__Problem__
Write out the records again, exactly, leaving none out.

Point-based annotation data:
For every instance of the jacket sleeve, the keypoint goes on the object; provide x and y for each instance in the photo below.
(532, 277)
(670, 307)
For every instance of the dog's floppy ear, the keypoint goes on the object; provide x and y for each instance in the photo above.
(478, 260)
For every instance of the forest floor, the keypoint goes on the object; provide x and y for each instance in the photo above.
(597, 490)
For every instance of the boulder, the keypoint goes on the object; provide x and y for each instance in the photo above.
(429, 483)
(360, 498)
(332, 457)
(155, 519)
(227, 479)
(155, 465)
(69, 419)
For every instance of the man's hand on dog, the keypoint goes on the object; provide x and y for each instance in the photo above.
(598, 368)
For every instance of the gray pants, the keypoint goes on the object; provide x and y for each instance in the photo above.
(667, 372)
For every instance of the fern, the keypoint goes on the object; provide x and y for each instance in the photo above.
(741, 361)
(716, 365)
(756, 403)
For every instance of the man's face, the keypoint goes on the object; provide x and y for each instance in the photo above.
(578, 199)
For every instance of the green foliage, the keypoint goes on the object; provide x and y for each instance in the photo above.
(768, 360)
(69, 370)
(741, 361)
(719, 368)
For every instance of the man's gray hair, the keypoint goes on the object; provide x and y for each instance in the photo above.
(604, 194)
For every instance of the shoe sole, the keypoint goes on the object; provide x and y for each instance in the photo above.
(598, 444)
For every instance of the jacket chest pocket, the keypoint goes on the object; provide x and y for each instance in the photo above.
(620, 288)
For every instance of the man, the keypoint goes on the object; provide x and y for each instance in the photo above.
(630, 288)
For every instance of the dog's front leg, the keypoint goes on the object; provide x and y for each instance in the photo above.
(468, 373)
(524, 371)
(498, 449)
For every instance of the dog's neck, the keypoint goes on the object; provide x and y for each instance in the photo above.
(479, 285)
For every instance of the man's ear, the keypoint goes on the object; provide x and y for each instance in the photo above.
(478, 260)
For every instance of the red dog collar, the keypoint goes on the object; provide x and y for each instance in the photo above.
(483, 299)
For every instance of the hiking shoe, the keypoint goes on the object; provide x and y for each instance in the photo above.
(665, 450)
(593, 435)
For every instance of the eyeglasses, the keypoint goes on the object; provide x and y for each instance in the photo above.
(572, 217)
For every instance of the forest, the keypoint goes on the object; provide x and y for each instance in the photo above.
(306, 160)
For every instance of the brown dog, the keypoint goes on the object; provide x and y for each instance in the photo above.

__Correct response__
For every instance of the jacket sleeve, the keypoint goes on the object; provide x and y for each instance in the photo below.
(532, 277)
(670, 307)
For every instance of the dog's floppy ear, the keypoint goes on the object; provide x and y for each instance in the photo above.
(478, 260)
For every instance of the forest floor, the keypoint goes on the object; provide x and y for each instance in the photo above.
(597, 490)
For every instance of the boulder, the keypoint goes on the object; provide x and y for each instance in the photo above.
(429, 483)
(360, 498)
(332, 457)
(155, 519)
(227, 479)
(155, 465)
(69, 419)
For every instance of the man's hand on dog, the keypoint goes on the object; provide x and y for each instance in the photo above.
(598, 368)
For every instance of the gray pants, the keypoint goes on the object; provide x and y for each instance in the photo above.
(667, 372)
For every instance of the fern, the keypoint goes on the object; provide x and y for each instance in the photo above.
(741, 361)
(716, 365)
(756, 403)
For every instance of the man's face, the keypoint goes on the object; provide x and y for each instance in the photo above.
(578, 199)
For every instance of the green foliage, the keypoint goes on the object; provide x and y for each instance in the photo above.
(768, 360)
(69, 370)
(741, 361)
(719, 368)
For every instance of the man's gray hair, the keypoint goes on the object; provide x and y for each instance in the photo above.
(604, 194)
For every instance of the shoe sole, the keypoint goes on the object; provide x and y for each instance in the photo above.
(598, 444)
For every instance of the jacket chest pocket, the keypoint goes on the object; provide x and y for each instance in the photo above.
(620, 288)
For every instance of the man, the keypoint goes on the object; provide x and y for each instance in the photo above.
(630, 288)
For every instance of the dog's front leg, the keypoint goes on the object; provide x and y for each instance in the photo above.
(468, 373)
(524, 371)
(498, 449)
For every instance of the dog's neck, the keypoint goes on the object; provide x and y for each instance in the photo above.
(479, 285)
For every instance of the man's ear, the keypoint goes on the object; provide x and y for each instance in the photo above.
(478, 260)
For every instance of the red dog collar, the keypoint goes on the object; provide x and y for each instance in the photo above.
(483, 299)
For every instance of the hiking shoe, the keypoint goes on the object; provide x and y for each instance in the photo above.
(665, 450)
(593, 435)
For every instance of the eyeglasses, the keypoint goes on the object; provide x and y for each instance in the photo above.
(572, 217)
For every instance of the forest, the keypoint goes on the object; provide x and y for each instance in the photo above.
(306, 160)
For every instance of the brown dog, the keypoint goes on the object; provide x and y for each instance in the photo above.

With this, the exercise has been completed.